Render the records below as a JSON array of strings, one string per line and no entries for blank lines. Begin at the line that contains "Drop a pin on the wooden" and continue through the last line of the records.

□ □ □

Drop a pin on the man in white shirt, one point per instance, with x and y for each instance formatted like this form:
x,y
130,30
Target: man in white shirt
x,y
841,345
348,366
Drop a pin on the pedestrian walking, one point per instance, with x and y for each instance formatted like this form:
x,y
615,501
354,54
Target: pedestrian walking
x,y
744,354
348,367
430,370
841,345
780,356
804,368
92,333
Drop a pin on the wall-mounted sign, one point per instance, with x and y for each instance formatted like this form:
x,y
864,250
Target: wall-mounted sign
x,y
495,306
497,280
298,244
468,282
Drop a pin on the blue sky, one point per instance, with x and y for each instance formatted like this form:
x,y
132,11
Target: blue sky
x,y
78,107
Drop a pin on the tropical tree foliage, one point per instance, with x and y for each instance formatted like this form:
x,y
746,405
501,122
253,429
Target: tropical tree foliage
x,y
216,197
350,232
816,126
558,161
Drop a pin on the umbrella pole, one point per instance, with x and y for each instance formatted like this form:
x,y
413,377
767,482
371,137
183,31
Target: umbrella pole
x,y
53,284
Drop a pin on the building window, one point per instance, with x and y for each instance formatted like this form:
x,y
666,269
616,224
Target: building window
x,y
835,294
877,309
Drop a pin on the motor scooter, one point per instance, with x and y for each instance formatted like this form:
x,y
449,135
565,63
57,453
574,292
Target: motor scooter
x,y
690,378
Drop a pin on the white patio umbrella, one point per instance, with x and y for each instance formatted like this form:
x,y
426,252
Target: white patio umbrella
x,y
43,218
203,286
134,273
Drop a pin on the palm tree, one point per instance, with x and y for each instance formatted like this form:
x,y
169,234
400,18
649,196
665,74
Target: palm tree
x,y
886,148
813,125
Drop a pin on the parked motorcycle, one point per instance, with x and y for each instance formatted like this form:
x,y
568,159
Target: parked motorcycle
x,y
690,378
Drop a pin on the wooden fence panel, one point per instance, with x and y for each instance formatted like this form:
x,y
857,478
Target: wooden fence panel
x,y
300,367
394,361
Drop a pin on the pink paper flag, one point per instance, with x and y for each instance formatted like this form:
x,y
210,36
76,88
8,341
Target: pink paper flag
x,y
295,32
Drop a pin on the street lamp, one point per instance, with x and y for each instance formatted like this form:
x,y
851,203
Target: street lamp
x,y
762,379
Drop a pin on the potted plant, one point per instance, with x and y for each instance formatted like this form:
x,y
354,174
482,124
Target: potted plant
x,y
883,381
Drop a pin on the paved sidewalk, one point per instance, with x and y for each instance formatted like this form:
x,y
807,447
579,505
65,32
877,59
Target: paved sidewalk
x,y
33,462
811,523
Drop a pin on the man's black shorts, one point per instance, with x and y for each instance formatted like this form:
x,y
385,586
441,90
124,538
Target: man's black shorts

□ □ □

◆ Task output ◆
[
  "Drop a pin on the wooden fence panel, one point per instance, with x and y for each instance formatted like this form:",
  "x,y",
  "857,478",
  "Target: wooden fence panel",
  "x,y",
  "300,367",
  "394,361",
  "Drop a pin on the pink paper flag, one point per instance, with x and y for each instance formatted like this form:",
  "x,y",
  "210,36",
  "76,88",
  "8,341",
  "Target: pink paper flag",
  "x,y",
  "295,32",
  "Drop a pin on the street lamp, one point per instance, with x and y for each instance formatted like this form:",
  "x,y",
  "851,203",
  "Target: street lamp",
  "x,y",
  "762,379",
  "Drop a pin on the potted plant, one point per instance, with x and y for each instance formatted like this form:",
  "x,y",
  "354,174",
  "482,124",
  "Target: potted plant",
  "x,y",
  "883,381",
  "Drop a pin on the paved sidewalk, one point per instance, with x and y for each instance formatted like this form:",
  "x,y",
  "807,447",
  "579,505",
  "65,32",
  "877,59",
  "Target: paved sidewalk",
  "x,y",
  "33,462",
  "811,523",
  "Drop a pin on the man's black shorts, one point per instance, with x and y for each instance formatted like this form:",
  "x,y",
  "385,586",
  "441,90",
  "124,538",
  "Target: man's black shorts"
]